DATA PROVIDED:
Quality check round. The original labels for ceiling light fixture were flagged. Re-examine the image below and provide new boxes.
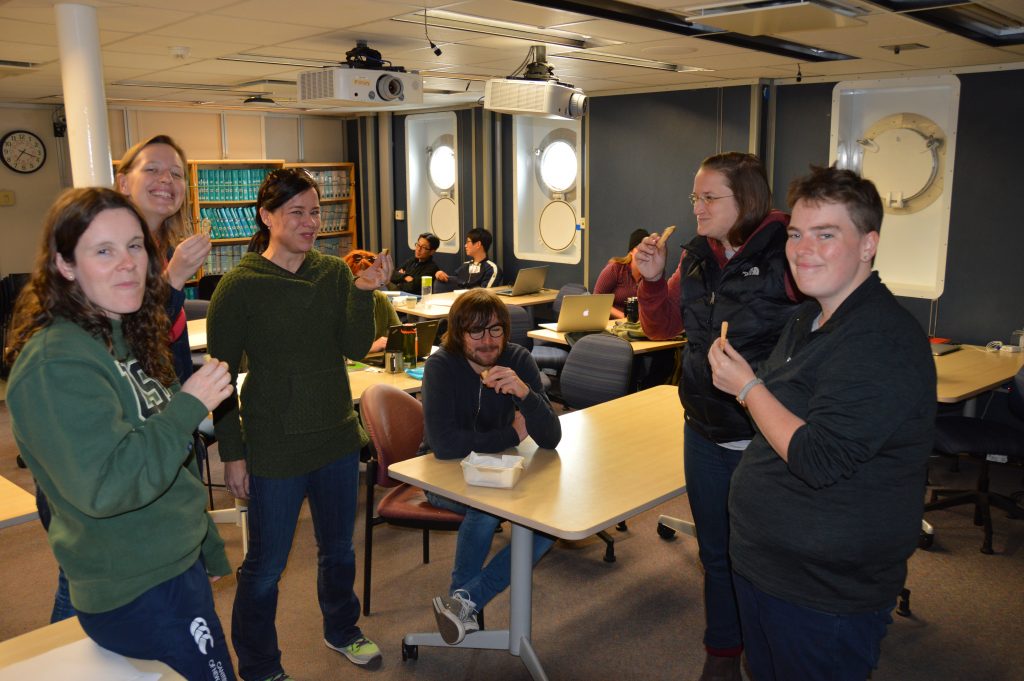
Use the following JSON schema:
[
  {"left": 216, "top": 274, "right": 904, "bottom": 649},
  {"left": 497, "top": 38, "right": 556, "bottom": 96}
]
[
  {"left": 391, "top": 9, "right": 621, "bottom": 49},
  {"left": 551, "top": 51, "right": 709, "bottom": 73}
]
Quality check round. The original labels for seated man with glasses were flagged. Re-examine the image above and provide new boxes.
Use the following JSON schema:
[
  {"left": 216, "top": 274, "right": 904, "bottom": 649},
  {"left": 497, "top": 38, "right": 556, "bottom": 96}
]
[
  {"left": 387, "top": 231, "right": 441, "bottom": 296},
  {"left": 436, "top": 227, "right": 502, "bottom": 291},
  {"left": 421, "top": 289, "right": 562, "bottom": 645}
]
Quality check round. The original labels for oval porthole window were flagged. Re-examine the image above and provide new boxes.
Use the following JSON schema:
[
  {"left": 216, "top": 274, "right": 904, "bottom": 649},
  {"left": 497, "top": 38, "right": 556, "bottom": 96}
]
[
  {"left": 429, "top": 144, "right": 455, "bottom": 191},
  {"left": 541, "top": 139, "right": 578, "bottom": 194}
]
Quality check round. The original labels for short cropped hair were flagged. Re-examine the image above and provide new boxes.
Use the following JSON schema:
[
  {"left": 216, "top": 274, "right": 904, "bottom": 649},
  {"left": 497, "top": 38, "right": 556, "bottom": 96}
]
[
  {"left": 416, "top": 231, "right": 441, "bottom": 251},
  {"left": 441, "top": 289, "right": 512, "bottom": 356},
  {"left": 786, "top": 166, "right": 884, "bottom": 235},
  {"left": 466, "top": 227, "right": 495, "bottom": 251}
]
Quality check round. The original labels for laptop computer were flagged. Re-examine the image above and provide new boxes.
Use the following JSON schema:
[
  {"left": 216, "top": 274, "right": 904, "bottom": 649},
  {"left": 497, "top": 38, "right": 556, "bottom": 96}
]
[
  {"left": 541, "top": 293, "right": 615, "bottom": 333},
  {"left": 932, "top": 343, "right": 959, "bottom": 357},
  {"left": 364, "top": 320, "right": 441, "bottom": 367},
  {"left": 495, "top": 265, "right": 548, "bottom": 296}
]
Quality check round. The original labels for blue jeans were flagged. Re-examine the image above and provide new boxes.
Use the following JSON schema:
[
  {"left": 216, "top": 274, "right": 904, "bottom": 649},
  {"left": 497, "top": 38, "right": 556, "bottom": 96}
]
[
  {"left": 36, "top": 483, "right": 76, "bottom": 624},
  {"left": 733, "top": 574, "right": 895, "bottom": 681},
  {"left": 231, "top": 453, "right": 362, "bottom": 681},
  {"left": 427, "top": 492, "right": 555, "bottom": 608},
  {"left": 683, "top": 424, "right": 743, "bottom": 652},
  {"left": 78, "top": 560, "right": 234, "bottom": 681}
]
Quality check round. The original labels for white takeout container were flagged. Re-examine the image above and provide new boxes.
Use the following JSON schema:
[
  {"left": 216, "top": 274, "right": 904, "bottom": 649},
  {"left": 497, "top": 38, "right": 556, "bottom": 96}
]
[{"left": 462, "top": 452, "right": 526, "bottom": 488}]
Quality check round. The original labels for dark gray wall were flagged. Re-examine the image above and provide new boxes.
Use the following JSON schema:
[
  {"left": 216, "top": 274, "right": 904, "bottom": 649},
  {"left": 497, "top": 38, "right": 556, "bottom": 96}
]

REQUIREMENTS: Render all of the data above as a Markdown table with the columns "Row" and "Line," numbering each line in order, omitting blank lines, and leaving out the pictures.

EXERCISE RESULT:
| Row | Line |
|---|---|
| 1 | Quality check round. The original labels for ceiling light fixture were flagged. Re-examine the image below and provide new boxes. |
| 2 | Use the following JSON schema: |
| 3 | [ |
| 4 |   {"left": 216, "top": 274, "right": 904, "bottom": 649}, |
| 5 |   {"left": 497, "top": 38, "right": 556, "bottom": 96} |
| 6 | ] |
| 7 | [ |
| 8 |   {"left": 391, "top": 9, "right": 621, "bottom": 49}, |
| 9 |   {"left": 551, "top": 51, "right": 709, "bottom": 73} |
| 10 | ] |
| 11 | Quality check round. The original labels for seated man with glasses were flagged. Re-examine the image above and provide new boxes. |
| 12 | Use the following JSON schema: |
| 13 | [ |
| 14 |   {"left": 216, "top": 274, "right": 904, "bottom": 649}, |
| 15 |   {"left": 497, "top": 38, "right": 556, "bottom": 96} |
| 16 | ] |
| 17 | [ |
| 18 |   {"left": 387, "top": 231, "right": 441, "bottom": 296}, |
| 19 |   {"left": 436, "top": 227, "right": 502, "bottom": 291}, |
| 20 |   {"left": 421, "top": 289, "right": 562, "bottom": 645} |
| 21 | ] |
| 22 | Quality check round. The original labels for oval porthole window were flagged. Re-examine the image above and provide new boxes. |
| 23 | Use the following JSON schema: |
| 24 | [ |
| 25 |   {"left": 216, "top": 274, "right": 904, "bottom": 649}, |
| 26 |   {"left": 497, "top": 38, "right": 556, "bottom": 96} |
| 27 | ] |
| 28 | [ |
| 29 |   {"left": 429, "top": 144, "right": 455, "bottom": 191}, |
| 30 |   {"left": 541, "top": 139, "right": 578, "bottom": 194} |
| 31 | ] |
| 32 | Quality check round. The original labels for short cropped hair were flagged. Re-examine the image above and provide new boxes. |
| 33 | Use the following JSON schema: |
| 34 | [ |
| 35 |   {"left": 216, "top": 274, "right": 904, "bottom": 649}, |
| 36 |   {"left": 497, "top": 38, "right": 556, "bottom": 96} |
| 37 | ] |
| 38 | [ |
| 39 |   {"left": 416, "top": 231, "right": 441, "bottom": 251}, |
| 40 |   {"left": 441, "top": 289, "right": 512, "bottom": 356}, |
| 41 |   {"left": 786, "top": 166, "right": 884, "bottom": 235}, |
| 42 |   {"left": 466, "top": 227, "right": 495, "bottom": 251} |
| 43 | ] |
| 44 | Quality check round. The original labels for laptop computer were flagged. Re-examine the image above and provide new boxes. |
| 45 | Use the following JSON schema: |
| 46 | [ |
| 47 |   {"left": 216, "top": 274, "right": 904, "bottom": 649}, |
| 48 |   {"left": 497, "top": 38, "right": 556, "bottom": 96} |
| 49 | ] |
| 50 | [ |
| 51 |   {"left": 541, "top": 293, "right": 615, "bottom": 333}, |
| 52 |   {"left": 932, "top": 343, "right": 959, "bottom": 357}, |
| 53 |   {"left": 364, "top": 320, "right": 441, "bottom": 367}, |
| 54 |   {"left": 495, "top": 265, "right": 548, "bottom": 296} |
| 55 | ] |
| 56 | Quality check round. The original labels for blue jeans were flagged. Re-examine the image above and provide new boxes. |
| 57 | Use the following JSON schema: |
| 58 | [ |
| 59 |   {"left": 216, "top": 274, "right": 904, "bottom": 649}, |
| 60 |   {"left": 497, "top": 38, "right": 556, "bottom": 96} |
| 61 | ] |
| 62 | [ |
| 63 |   {"left": 36, "top": 483, "right": 76, "bottom": 624}, |
| 64 |   {"left": 733, "top": 574, "right": 895, "bottom": 681}, |
| 65 |   {"left": 231, "top": 453, "right": 362, "bottom": 681}, |
| 66 |   {"left": 427, "top": 492, "right": 555, "bottom": 608}, |
| 67 |   {"left": 683, "top": 424, "right": 743, "bottom": 652}, |
| 68 |   {"left": 78, "top": 560, "right": 234, "bottom": 681} |
| 69 | ] |
| 70 | Quality check round. The original labels for white takeout container were flagged. Re-examine the image above and provide new boxes. |
| 71 | Use the following JSON schema: |
| 72 | [ |
| 73 |   {"left": 216, "top": 274, "right": 904, "bottom": 649}, |
| 74 |   {"left": 497, "top": 38, "right": 556, "bottom": 96} |
| 75 | ] |
| 76 | [{"left": 462, "top": 452, "right": 526, "bottom": 488}] |
| 77 | Quality check round. The original labels for dark gray wall were flagged. Re-examine the image above and provide new boxes. |
| 78 | Use the following JSON schema: |
| 79 | [ |
| 80 |   {"left": 216, "top": 274, "right": 904, "bottom": 649}, |
| 81 |   {"left": 497, "top": 38, "right": 556, "bottom": 96} |
| 82 | ] |